■ **Problem**
Beginning at the line that contains "in: indicate the woman's back, one" and ending at the last line of the entries, write out each line exactly; include nothing outside that span.

Point localization data
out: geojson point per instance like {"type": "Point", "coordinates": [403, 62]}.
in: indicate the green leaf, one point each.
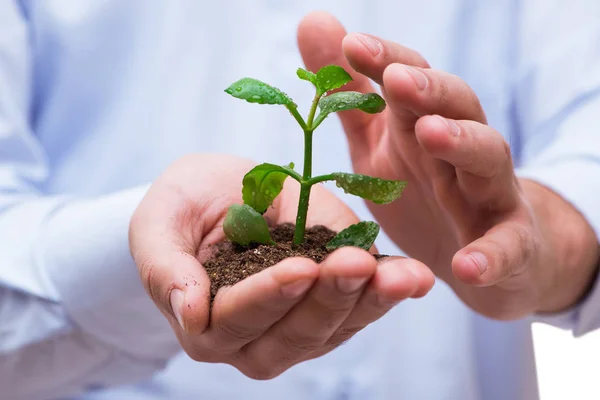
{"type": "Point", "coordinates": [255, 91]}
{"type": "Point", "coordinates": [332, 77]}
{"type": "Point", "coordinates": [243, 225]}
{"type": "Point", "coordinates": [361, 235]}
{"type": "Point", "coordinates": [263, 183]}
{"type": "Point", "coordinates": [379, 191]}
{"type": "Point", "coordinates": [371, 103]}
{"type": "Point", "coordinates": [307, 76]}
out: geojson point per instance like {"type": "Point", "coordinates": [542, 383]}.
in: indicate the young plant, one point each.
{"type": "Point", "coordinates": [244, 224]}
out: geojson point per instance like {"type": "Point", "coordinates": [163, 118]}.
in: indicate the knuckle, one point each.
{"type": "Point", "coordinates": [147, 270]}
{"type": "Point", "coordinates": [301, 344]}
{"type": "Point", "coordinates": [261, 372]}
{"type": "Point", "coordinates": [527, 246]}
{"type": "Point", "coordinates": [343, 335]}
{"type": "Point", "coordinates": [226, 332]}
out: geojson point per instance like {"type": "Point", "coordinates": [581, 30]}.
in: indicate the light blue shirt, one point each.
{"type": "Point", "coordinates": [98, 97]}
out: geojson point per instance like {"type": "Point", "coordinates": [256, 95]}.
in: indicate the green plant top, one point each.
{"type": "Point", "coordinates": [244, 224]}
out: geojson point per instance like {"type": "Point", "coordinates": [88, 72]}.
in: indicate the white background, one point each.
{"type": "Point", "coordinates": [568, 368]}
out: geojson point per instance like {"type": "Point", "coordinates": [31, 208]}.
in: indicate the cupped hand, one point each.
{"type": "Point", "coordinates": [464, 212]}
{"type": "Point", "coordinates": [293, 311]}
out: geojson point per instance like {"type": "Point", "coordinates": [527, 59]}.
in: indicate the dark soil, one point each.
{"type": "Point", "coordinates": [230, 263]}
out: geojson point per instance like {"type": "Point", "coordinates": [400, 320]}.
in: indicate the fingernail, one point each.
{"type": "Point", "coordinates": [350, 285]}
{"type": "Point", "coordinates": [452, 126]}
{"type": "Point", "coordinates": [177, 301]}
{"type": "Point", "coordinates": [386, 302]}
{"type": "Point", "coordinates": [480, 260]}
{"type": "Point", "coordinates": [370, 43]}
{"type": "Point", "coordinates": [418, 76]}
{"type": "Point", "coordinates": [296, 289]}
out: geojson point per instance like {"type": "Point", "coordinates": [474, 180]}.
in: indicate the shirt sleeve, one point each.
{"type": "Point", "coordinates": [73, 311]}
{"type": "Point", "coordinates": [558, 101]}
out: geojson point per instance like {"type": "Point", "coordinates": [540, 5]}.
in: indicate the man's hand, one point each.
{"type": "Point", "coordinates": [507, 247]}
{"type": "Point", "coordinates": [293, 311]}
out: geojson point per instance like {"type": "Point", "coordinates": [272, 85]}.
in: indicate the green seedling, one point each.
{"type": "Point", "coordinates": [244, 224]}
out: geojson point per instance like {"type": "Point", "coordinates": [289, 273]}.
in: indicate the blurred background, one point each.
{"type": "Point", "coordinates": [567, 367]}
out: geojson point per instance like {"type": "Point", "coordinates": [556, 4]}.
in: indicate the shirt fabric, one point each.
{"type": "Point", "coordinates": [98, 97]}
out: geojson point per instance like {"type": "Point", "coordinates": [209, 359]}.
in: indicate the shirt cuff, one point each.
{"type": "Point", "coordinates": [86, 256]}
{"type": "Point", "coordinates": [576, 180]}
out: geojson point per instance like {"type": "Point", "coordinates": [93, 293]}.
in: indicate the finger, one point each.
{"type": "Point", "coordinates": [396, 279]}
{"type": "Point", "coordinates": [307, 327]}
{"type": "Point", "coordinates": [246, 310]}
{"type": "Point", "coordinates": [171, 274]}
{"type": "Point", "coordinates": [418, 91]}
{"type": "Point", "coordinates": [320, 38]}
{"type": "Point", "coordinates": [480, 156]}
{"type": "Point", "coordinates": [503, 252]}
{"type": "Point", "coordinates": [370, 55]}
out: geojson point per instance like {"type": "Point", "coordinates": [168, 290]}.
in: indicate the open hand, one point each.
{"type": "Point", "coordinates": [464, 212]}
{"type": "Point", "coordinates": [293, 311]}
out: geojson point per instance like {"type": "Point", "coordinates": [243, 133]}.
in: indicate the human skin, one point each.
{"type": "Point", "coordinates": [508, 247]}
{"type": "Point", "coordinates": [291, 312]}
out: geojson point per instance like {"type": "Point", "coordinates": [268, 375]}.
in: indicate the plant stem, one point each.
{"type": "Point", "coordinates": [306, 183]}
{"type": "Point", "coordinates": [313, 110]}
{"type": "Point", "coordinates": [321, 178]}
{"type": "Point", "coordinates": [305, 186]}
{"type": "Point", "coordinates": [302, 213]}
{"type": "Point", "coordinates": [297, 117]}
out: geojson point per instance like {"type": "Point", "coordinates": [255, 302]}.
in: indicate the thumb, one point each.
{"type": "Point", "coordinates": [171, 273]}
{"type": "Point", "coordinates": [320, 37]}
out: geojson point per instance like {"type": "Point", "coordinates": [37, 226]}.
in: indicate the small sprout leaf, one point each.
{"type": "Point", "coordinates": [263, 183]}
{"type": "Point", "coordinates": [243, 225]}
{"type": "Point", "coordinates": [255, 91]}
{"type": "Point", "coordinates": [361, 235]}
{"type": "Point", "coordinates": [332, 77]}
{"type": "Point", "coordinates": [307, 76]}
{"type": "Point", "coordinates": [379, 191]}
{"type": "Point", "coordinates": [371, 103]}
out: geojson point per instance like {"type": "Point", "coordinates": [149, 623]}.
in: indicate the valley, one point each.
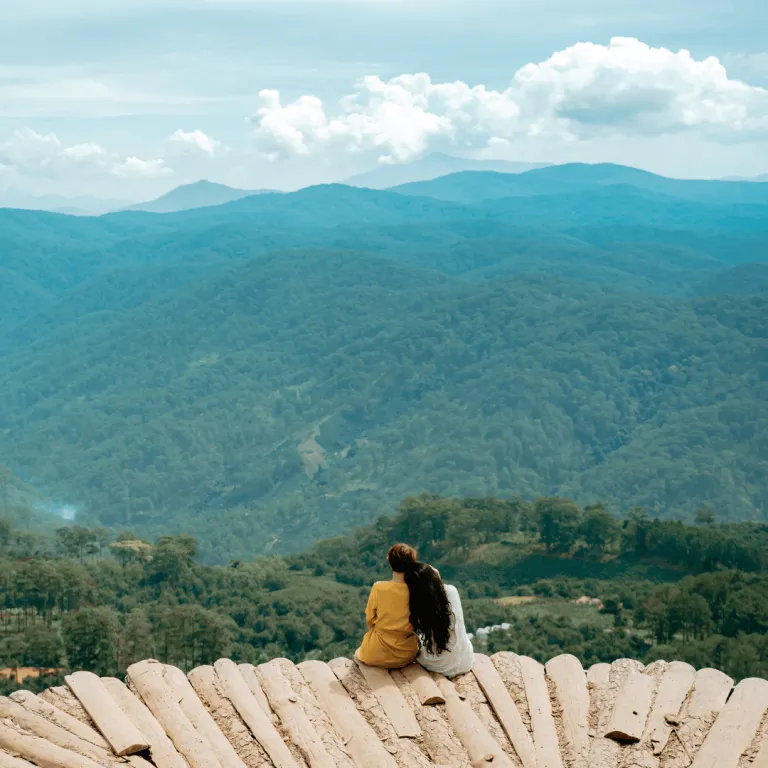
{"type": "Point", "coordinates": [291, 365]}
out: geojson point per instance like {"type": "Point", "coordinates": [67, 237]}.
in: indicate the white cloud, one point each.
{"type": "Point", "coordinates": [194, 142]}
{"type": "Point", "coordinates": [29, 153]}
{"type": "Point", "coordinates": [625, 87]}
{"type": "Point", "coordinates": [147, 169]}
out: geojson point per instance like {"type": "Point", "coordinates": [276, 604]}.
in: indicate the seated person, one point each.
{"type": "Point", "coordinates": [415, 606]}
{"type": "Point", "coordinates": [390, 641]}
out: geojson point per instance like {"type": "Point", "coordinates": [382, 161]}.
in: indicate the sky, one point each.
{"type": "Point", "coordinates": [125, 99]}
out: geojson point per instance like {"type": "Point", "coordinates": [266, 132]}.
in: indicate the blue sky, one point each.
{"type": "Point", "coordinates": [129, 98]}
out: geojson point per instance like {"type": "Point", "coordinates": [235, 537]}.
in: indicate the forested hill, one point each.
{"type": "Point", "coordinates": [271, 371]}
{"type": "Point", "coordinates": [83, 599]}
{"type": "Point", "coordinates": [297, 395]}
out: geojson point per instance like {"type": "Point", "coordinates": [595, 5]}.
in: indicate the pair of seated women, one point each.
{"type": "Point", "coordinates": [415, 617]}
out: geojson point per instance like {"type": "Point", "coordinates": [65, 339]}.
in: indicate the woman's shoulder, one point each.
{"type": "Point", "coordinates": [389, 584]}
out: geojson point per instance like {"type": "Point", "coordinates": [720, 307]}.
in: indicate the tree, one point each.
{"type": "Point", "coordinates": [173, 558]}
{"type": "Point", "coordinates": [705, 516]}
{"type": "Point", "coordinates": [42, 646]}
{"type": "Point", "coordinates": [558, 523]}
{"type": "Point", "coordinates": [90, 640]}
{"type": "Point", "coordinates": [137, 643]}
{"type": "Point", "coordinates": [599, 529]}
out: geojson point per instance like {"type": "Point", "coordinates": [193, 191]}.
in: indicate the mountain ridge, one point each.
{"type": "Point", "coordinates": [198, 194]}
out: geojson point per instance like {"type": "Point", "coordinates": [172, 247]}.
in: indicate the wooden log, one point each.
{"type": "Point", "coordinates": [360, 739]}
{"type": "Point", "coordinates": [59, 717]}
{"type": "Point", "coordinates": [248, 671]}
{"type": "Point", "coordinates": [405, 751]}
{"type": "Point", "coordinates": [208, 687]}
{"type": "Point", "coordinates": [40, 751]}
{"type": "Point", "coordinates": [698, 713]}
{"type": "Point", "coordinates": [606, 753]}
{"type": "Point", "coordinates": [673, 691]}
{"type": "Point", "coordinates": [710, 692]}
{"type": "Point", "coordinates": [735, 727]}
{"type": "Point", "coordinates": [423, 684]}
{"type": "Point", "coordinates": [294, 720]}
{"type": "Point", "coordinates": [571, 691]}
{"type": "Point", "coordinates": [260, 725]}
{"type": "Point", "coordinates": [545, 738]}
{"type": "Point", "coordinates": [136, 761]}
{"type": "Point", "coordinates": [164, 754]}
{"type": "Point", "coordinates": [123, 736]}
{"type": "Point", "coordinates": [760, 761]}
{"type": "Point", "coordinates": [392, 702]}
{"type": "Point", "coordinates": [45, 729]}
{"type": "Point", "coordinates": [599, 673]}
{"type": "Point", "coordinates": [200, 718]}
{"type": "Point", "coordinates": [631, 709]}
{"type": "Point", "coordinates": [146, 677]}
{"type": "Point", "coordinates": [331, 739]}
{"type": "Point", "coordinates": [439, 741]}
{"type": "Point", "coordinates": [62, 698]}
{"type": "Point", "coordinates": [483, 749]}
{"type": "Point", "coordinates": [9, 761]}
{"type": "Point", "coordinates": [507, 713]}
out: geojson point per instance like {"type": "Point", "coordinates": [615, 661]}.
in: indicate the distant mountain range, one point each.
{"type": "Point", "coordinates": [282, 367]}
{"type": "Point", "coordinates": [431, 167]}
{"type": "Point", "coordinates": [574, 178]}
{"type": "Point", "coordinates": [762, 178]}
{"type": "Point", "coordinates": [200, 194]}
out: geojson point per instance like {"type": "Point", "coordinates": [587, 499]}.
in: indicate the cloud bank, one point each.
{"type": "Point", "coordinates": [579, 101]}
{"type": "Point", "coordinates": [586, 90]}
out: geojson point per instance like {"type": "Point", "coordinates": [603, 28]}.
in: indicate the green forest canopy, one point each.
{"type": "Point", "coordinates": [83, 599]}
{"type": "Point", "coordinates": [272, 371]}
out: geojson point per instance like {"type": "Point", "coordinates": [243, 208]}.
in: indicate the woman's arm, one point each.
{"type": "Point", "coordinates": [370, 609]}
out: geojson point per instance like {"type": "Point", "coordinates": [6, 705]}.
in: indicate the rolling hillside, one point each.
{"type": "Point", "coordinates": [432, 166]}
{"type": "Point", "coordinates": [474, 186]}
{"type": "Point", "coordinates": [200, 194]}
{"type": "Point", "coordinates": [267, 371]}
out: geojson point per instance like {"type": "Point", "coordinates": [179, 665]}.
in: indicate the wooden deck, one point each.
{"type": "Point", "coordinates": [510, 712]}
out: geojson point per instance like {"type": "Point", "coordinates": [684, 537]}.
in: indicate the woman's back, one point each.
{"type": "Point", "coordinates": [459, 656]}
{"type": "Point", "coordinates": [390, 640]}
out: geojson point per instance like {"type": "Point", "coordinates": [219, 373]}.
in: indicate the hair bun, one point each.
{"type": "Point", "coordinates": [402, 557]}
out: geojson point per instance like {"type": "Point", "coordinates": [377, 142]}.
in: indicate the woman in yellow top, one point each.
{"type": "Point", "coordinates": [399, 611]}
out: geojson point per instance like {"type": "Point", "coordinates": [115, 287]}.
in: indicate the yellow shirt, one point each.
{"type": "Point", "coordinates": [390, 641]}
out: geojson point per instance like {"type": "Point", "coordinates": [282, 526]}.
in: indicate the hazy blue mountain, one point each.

■ **Answer box**
in: indicate the woman's back, one point each.
{"type": "Point", "coordinates": [459, 656]}
{"type": "Point", "coordinates": [390, 640]}
out: geojson point per instance like {"type": "Point", "coordinates": [219, 373]}.
in: indicate the hair bun, one point each.
{"type": "Point", "coordinates": [402, 557]}
out: geojson point per instance like {"type": "Point", "coordinates": [377, 142]}.
in: indicate the woman in yellow top, one point each.
{"type": "Point", "coordinates": [399, 611]}
out: geojson point per instance like {"type": "Point", "coordinates": [115, 287]}.
in: indicate the yellow shirt, one point each.
{"type": "Point", "coordinates": [390, 641]}
out: geojson point per instance like {"type": "Point", "coordinates": [282, 526]}.
in: indicate the hazy blue mountain, one point each.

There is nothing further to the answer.